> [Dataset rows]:
··········

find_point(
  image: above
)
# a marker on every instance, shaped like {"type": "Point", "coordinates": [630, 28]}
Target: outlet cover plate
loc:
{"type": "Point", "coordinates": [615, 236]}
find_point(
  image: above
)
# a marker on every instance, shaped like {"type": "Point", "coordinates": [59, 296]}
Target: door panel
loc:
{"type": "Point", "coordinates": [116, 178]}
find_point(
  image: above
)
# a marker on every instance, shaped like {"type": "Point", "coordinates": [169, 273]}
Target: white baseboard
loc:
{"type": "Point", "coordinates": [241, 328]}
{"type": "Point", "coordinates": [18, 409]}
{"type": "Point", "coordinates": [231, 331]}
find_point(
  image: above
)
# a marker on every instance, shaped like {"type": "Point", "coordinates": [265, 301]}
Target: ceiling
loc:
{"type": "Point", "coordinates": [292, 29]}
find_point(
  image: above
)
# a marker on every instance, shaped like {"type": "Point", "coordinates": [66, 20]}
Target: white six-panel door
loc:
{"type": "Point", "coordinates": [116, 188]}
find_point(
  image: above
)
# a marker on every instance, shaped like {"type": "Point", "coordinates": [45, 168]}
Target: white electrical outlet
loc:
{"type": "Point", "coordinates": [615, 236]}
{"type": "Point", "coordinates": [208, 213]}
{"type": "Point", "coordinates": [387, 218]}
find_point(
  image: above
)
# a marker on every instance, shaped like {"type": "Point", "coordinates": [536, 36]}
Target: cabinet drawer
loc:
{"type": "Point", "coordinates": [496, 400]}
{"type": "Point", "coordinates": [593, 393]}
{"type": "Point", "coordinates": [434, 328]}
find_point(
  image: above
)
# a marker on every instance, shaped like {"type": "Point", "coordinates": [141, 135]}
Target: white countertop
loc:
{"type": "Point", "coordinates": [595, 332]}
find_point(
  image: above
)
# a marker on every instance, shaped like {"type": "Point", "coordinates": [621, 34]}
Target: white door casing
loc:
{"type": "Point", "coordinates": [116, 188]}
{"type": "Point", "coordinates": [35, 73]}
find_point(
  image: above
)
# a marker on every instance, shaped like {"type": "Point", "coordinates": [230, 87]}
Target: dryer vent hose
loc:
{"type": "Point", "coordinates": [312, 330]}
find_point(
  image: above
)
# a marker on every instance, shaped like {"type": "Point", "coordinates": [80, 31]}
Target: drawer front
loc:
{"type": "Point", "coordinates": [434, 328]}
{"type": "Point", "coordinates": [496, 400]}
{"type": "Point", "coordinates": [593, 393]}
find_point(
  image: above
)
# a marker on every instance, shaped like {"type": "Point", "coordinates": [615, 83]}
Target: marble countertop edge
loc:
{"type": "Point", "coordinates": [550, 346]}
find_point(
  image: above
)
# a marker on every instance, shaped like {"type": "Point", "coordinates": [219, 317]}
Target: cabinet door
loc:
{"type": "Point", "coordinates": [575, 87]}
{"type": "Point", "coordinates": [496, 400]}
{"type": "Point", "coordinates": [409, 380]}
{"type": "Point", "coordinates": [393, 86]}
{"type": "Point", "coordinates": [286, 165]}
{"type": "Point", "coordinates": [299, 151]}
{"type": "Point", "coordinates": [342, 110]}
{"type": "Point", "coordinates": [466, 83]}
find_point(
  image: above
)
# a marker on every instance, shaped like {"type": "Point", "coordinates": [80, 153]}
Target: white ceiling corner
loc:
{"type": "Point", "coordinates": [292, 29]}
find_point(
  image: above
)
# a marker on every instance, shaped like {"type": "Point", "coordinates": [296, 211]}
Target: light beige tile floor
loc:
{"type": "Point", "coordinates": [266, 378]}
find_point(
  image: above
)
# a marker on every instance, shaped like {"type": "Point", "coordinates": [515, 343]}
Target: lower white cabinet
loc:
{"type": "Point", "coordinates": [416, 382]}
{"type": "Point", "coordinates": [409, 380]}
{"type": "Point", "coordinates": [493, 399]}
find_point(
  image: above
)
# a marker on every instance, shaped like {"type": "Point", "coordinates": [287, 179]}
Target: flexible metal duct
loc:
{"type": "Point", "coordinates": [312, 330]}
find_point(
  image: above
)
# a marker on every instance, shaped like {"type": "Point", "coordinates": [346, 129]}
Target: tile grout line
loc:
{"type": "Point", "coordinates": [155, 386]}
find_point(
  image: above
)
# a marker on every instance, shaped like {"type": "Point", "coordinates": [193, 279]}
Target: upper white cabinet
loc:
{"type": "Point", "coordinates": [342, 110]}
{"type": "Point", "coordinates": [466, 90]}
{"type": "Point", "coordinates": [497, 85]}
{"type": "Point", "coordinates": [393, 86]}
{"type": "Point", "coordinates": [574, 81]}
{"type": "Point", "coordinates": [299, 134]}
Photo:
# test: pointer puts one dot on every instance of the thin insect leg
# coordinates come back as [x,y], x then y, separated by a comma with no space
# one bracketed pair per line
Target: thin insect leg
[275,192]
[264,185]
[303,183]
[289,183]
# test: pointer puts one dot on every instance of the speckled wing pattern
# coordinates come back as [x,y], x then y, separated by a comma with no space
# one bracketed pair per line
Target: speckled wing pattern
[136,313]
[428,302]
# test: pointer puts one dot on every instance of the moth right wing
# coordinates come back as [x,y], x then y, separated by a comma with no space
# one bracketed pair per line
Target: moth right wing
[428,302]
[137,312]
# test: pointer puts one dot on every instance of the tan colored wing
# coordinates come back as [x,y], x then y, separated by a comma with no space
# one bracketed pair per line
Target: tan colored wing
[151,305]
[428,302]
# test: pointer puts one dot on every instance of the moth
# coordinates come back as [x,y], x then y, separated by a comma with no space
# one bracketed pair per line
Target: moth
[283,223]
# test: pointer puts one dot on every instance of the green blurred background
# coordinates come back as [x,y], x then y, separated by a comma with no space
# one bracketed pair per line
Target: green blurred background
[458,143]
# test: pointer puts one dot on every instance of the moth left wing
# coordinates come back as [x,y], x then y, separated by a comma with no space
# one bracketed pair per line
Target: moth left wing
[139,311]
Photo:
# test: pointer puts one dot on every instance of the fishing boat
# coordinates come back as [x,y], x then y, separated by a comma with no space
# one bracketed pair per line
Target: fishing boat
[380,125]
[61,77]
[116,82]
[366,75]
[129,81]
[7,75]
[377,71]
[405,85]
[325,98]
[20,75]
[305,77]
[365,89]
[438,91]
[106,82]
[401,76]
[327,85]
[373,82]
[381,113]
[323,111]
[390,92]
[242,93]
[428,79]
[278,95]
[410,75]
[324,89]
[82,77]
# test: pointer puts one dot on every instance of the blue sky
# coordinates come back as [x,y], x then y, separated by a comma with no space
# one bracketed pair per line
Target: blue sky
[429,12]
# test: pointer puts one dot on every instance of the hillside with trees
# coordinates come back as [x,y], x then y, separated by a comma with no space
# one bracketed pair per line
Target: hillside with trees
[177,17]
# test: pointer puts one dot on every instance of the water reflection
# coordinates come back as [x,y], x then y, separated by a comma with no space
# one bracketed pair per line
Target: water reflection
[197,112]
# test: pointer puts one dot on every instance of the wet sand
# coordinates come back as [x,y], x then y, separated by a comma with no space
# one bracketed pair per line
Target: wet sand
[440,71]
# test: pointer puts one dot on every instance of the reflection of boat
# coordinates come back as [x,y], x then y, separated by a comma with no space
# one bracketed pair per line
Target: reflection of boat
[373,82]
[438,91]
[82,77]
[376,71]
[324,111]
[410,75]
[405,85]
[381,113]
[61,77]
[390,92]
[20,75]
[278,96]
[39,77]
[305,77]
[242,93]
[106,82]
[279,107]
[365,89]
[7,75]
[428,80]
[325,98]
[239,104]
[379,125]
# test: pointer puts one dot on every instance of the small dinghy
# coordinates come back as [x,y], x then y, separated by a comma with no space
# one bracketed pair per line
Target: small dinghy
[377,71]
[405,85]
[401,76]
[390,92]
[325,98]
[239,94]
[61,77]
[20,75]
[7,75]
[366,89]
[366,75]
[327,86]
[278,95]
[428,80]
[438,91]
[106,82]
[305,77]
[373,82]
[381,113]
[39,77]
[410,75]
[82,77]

··········

Quote, without alteration, the final stretch of the entries: the line with "the reflection of boat" onward to the last line.

# test: pointer puts one dot on every instance of the reflection of boat
# coordinates come back as [x,y], x then y, separated by a comma with no space
# one bracketed pair per line
Target: reflection of boat
[373,82]
[438,91]
[82,77]
[376,71]
[324,111]
[410,75]
[405,85]
[381,113]
[61,77]
[390,92]
[20,75]
[278,96]
[39,77]
[305,77]
[242,93]
[106,82]
[279,107]
[365,89]
[7,75]
[428,80]
[325,98]
[239,104]
[379,125]
# test: pointer puts one dot on every instance of the small dinghy
# coordinates come back as [x,y], x then y, separated by a comma with no space
# one bracketed pair per line
Target: small dinghy
[377,71]
[405,85]
[401,76]
[390,92]
[325,98]
[239,94]
[61,77]
[20,75]
[7,75]
[366,89]
[366,75]
[327,86]
[278,95]
[428,80]
[438,91]
[106,82]
[305,77]
[373,82]
[381,113]
[39,77]
[410,75]
[82,77]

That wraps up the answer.